(Materials provided):
* begin *

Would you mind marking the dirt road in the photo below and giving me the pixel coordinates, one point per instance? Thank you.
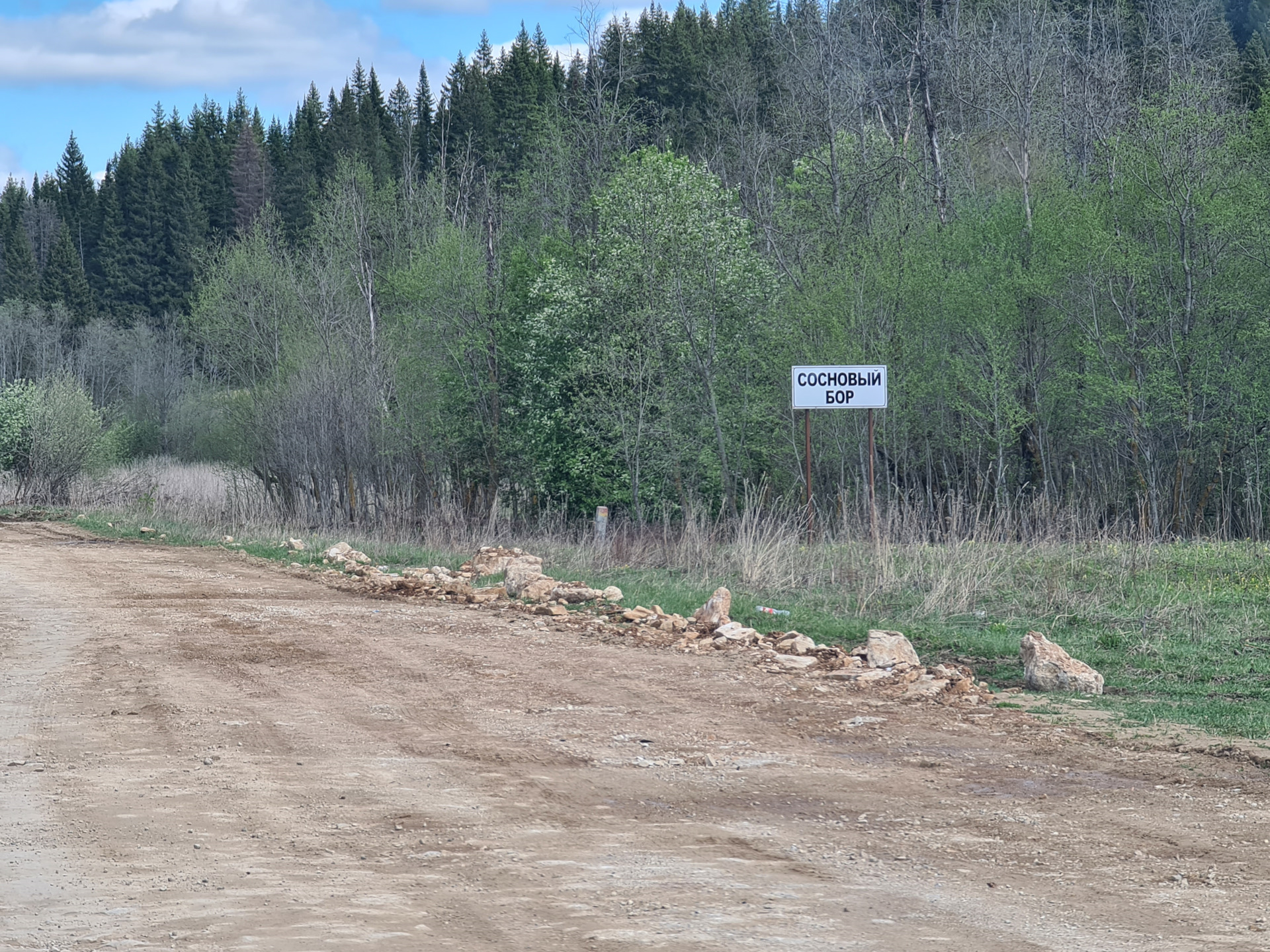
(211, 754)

* end *
* begin *

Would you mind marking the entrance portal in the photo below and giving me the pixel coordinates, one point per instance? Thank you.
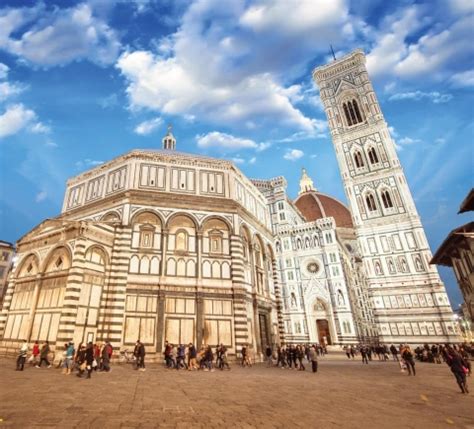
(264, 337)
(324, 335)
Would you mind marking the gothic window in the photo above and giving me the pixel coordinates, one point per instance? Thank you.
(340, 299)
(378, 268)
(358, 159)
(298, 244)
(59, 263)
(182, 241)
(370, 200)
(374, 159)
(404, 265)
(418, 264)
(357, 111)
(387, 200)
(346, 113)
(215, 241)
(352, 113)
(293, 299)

* end *

Report every line in the two blocks above that contains the word "below", copying each such line in full.

(Exercise result):
Would you mind marking the dirt road in the photo below and giving me the pixel coordinates, one point per instance? Thank you.
Would you mind marking the entrance portal in the photo below and giving me the pixel coordinates, one point per instance? Thank you.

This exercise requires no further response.